ЗАДАНИЕ:
Оформите все записи ниже как CSV с двумя столбцами, «текст» и «ответ»: по одной строке на каждую запись. Каждое значение поместите в одно поле в кавычках, а переносы строк в нем замените пробелами.
━━━━━━━━━━━━━━━━━━━━━━━━━━━━━━
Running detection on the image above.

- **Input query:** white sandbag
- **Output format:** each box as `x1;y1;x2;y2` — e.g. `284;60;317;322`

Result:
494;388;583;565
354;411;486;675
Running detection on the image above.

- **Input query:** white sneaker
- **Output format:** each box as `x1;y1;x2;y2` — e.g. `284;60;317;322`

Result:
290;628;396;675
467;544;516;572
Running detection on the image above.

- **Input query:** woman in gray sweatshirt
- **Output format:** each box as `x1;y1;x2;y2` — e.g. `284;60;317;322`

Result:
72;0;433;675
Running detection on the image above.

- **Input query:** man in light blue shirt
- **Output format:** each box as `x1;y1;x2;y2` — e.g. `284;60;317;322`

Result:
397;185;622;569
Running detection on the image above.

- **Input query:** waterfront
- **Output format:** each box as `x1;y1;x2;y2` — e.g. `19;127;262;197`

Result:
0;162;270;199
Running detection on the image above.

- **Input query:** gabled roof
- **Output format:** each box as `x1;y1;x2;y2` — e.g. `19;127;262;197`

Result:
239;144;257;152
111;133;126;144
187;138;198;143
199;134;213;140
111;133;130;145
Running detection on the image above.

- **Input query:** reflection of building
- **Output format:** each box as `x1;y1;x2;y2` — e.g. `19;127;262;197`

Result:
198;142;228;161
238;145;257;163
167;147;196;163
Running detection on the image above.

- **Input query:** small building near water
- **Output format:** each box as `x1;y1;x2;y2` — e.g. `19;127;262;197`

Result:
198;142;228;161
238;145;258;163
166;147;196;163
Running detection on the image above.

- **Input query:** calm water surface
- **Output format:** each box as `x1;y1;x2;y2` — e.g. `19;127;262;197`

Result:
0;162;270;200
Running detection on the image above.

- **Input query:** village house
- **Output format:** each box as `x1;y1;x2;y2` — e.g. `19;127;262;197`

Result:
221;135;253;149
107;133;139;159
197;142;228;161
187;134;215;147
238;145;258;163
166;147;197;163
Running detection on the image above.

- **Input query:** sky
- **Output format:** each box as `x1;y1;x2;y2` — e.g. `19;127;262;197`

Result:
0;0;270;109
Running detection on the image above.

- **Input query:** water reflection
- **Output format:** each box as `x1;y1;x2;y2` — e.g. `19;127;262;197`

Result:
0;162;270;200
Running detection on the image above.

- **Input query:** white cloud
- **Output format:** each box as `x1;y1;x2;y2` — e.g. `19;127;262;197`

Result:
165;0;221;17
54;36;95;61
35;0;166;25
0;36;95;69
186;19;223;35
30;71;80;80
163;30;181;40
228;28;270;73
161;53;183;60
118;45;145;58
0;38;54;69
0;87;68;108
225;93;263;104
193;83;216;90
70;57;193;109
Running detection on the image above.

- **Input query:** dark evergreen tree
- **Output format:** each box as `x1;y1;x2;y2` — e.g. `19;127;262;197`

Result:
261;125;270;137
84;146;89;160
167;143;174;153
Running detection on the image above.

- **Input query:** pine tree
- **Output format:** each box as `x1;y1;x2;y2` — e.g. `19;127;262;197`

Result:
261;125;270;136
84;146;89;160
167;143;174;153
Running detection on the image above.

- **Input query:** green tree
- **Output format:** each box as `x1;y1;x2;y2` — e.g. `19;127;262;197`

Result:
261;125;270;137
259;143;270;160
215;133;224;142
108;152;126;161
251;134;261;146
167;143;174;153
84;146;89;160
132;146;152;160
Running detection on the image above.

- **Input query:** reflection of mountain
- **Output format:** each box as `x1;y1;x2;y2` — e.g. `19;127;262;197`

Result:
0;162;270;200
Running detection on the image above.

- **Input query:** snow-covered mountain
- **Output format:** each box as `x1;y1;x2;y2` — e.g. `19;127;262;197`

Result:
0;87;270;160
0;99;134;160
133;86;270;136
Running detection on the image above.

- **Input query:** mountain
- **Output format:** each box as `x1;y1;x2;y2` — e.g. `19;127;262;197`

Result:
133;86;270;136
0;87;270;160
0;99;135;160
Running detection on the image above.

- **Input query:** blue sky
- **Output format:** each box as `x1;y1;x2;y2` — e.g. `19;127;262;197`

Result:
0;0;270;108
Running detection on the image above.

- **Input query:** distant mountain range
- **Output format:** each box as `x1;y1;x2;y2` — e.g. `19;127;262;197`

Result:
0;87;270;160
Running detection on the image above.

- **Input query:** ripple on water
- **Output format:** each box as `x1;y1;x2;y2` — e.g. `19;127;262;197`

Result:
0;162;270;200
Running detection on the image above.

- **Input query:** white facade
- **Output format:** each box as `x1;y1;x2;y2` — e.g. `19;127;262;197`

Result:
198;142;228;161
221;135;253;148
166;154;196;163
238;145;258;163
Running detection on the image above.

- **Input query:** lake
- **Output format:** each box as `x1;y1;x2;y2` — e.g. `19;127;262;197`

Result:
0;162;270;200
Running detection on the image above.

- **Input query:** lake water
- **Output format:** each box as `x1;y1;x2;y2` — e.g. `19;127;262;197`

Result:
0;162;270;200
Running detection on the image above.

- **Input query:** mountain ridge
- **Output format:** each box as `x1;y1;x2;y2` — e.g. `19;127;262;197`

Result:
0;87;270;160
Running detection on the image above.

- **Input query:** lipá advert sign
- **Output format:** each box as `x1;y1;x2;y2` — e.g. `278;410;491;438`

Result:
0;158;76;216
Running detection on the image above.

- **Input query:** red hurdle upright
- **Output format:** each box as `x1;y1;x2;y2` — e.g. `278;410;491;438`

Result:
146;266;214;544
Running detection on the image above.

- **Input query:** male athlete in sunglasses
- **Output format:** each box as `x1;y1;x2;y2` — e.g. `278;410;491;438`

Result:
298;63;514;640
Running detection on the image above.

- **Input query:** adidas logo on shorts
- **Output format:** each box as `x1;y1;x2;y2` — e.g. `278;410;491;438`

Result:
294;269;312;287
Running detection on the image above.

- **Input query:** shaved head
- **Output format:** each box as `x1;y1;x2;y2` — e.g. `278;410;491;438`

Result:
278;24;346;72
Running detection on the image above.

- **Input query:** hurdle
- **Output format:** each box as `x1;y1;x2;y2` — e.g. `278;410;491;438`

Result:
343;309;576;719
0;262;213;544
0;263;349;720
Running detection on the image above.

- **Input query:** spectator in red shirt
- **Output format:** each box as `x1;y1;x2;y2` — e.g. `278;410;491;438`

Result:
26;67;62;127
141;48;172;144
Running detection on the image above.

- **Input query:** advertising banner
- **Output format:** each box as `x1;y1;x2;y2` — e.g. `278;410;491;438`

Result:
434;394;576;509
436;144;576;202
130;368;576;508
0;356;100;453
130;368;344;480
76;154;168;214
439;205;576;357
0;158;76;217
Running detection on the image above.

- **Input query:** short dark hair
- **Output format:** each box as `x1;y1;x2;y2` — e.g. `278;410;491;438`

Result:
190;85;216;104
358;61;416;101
━━━━━━━━━━━━━━━━━━━━━━━━━━━━━━
ОТВЕТ:
текст,ответ
"Running detection on the image above. - **Input query:** white sandbag - **Output format:** each box as `x1;y1;x2;y2` — e.g. `284;60;317;322` Result:","494;388;583;565 354;411;486;675"
"Running detection on the image above. - **Input query:** white sneaker - **Output format:** each box as `x1;y1;x2;y2` — e.g. `284;60;317;322` Result:","290;628;396;675 467;544;516;572"
"Running detection on the image above. - **Input query:** woman in gray sweatshirt - **Output format:** each box as `x1;y1;x2;y2` — e.g. `284;60;317;322` Result:","72;0;433;675"
"Running detection on the image above. - **Input query:** man in light blue shirt - **Output format:** each box as `x1;y1;x2;y2` — e.g. `284;60;317;322` Result:","397;185;622;569"
"Running detection on the image above. - **Input query:** waterfront - **Output format:** each box as `x1;y1;x2;y2` — e.g. `19;127;262;197` Result:","0;162;270;199"
"Running detection on the image above. - **Input query:** gabled roof - **Output format:** each box as `x1;y1;x2;y2` — e.g. `19;127;262;197` Result:","239;144;257;152 111;133;126;144 187;138;198;143 199;134;213;140 111;133;130;145"
"Running detection on the image above. - **Input query:** reflection of building - **Output format:** each box as `x1;y1;x2;y2` — e.g. `19;127;262;197` Result:","198;142;228;161 238;145;257;163 167;147;196;163"
"Running detection on the image above. - **Input query:** small building near water - **Output format:** each box as `x1;y1;x2;y2` — e.g. `19;127;262;197` Result:","198;142;228;161 238;145;258;163 166;147;196;163"
"Running detection on the image above. - **Input query:** calm water surface - **Output format:** each box as `x1;y1;x2;y2` — e.g. `19;127;262;197` Result:","0;162;270;200"
"Running detection on the image above. - **Input query:** village house - **Output format:** each box as `x1;y1;x2;y2` — e.g. `19;127;262;197` Result:","221;135;253;149 107;133;139;159 197;142;228;161 187;134;215;147 238;145;258;163 166;147;197;163"
"Running detection on the image above. - **Input query:** sky - **Output format:** each box as `x1;y1;x2;y2` — e.g. `19;127;262;197` Result:","0;0;270;109"
"Running detection on the image above. - **Input query:** water reflection - **Output format:** each box as `x1;y1;x2;y2` — e.g. `19;127;262;197` Result:","0;162;270;200"
"Running detection on the image above. - **Input query:** white cloud - **Output format:** each box as `x1;y1;x2;y2` — e.g. `19;127;262;197` Result:","165;0;221;17 54;36;95;61 35;0;166;25 0;36;95;69 186;19;223;35 30;71;80;80 163;30;181;40 228;28;270;73 161;53;183;60 118;45;145;58 0;38;54;69 0;87;68;108 225;93;263;104 193;83;216;90 70;57;193;109"
"Running detection on the image above. - **Input query:** dark evergreen tree - **Output format:** each box as `x1;y1;x2;y2` — e.g. `19;127;262;197` Result:","261;125;270;137 84;146;89;160 167;143;174;153"
"Running detection on the image above. - **Input query:** pine tree - **Output format:** each box as `x1;y1;x2;y2` — e.g. `19;127;262;197` Result:","261;125;270;136 84;146;89;160 167;143;174;153"
"Running detection on the image above. - **Input query:** green tree - **Output format:** each box as `x1;y1;x2;y2` — e.g. `19;127;262;197` Result:","261;125;270;137 259;143;270;160 215;133;224;142 108;152;126;161 251;134;261;146 167;143;174;153 84;146;89;160 132;146;152;160"
"Running detection on the image above. - **Input query:** reflection of mountain - **Output format:** each box as `x1;y1;x2;y2` — e.g. `19;127;262;197` Result:","0;162;270;200"
"Running detection on the image above. - **Input query:** snow-covered mountain - **Output format:** each box as `x1;y1;x2;y2` — e.g. `19;127;262;197` Result:","0;87;270;160 0;99;134;160 133;86;270;136"
"Running detection on the image above. - **Input query:** mountain - **Output format:** each box as `x1;y1;x2;y2` — e.g. `19;127;262;197` Result:","133;86;270;136 0;87;270;160 0;99;135;160"
"Running detection on the image above. - **Input query:** blue sky - **Output format:** each box as `x1;y1;x2;y2` — e.g. `19;127;262;197` Result:","0;0;270;108"
"Running detection on the image above. - **Input query:** distant mountain range - **Output format:** each box as `x1;y1;x2;y2` — e.g. `19;127;262;197` Result:","0;87;270;160"
"Running detection on the image above. - **Input query:** ripple on water - **Output format:** each box as `x1;y1;x2;y2` — e.g. `19;127;262;197` Result:","0;162;270;200"
"Running detection on the image above. - **Input query:** white facade - **Output format:** each box as `x1;y1;x2;y2` — e.g. `19;127;262;197` Result:","198;142;228;161 221;135;253;148 166;154;196;163 238;145;258;163"
"Running detection on the image above. - **Input query:** lake - **Output format:** each box as `x1;y1;x2;y2` — e.g. `19;127;262;197` Result:","0;162;270;200"
"Running detection on the image above. - **Input query:** lake water - **Output format:** each box as `x1;y1;x2;y2` — e.g. `19;127;262;197` Result:","0;162;270;200"
"Running detection on the image above. - **Input query:** mountain ridge - **Output format:** each box as `x1;y1;x2;y2` — e.g. `19;127;262;197` Result:","0;87;270;160"
"Running detection on the image above. - **Input query:** lipá advert sign - **Output format:** each box as `x1;y1;x2;y2` — e.g. `278;410;491;438` Result:","0;158;76;216"
"Running detection on the image above. - **Input query:** red hurdle upright - **Output format:** each box as `x1;y1;x2;y2` — e.g. `278;410;491;438` Result:","146;266;214;544"
"Running detection on the image above. - **Input query:** male athlete in sunglasses - **Output format:** each box as `x1;y1;x2;y2` — e.g. `278;410;491;438` Result:","298;63;514;640"
"Running detection on the image above. - **Input query:** adidas logo on shorts - **Output format:** each box as `x1;y1;x2;y2` — e.g. `278;410;491;438` Result:","294;269;312;287"
"Running detection on the image above. - **Input query:** shaved head - **Output format:** each box as `x1;y1;x2;y2` — e.g. `278;410;491;438` Result:","278;24;346;72"
"Running detection on the image above. - **Input query:** hurdle - **Output format:** each box as `x1;y1;x2;y2` — e.g. `278;410;491;438` Result:","343;309;576;719 0;262;213;544 0;263;349;720"
"Running detection on the image above. - **Input query:** spectator in red shirt - **Output format:** each box as `x1;y1;x2;y2` — e.g. `278;410;491;438` Result:","26;67;62;127 141;48;172;144"
"Running detection on the image above. - **Input query:** advertising banner - **Output format:** each box as `x1;y1;x2;y2` — e.g. `278;410;491;438` Result:","434;394;576;509 436;144;576;202 130;368;576;508 0;356;100;453 130;368;344;480 76;154;168;214 439;205;576;357 0;158;76;217"
"Running detection on the image above. - **Input query:** short dark hair - **Output format:** each box as `x1;y1;x2;y2` — e.g. `278;410;491;438` Result:","190;85;216;104 358;61;416;101"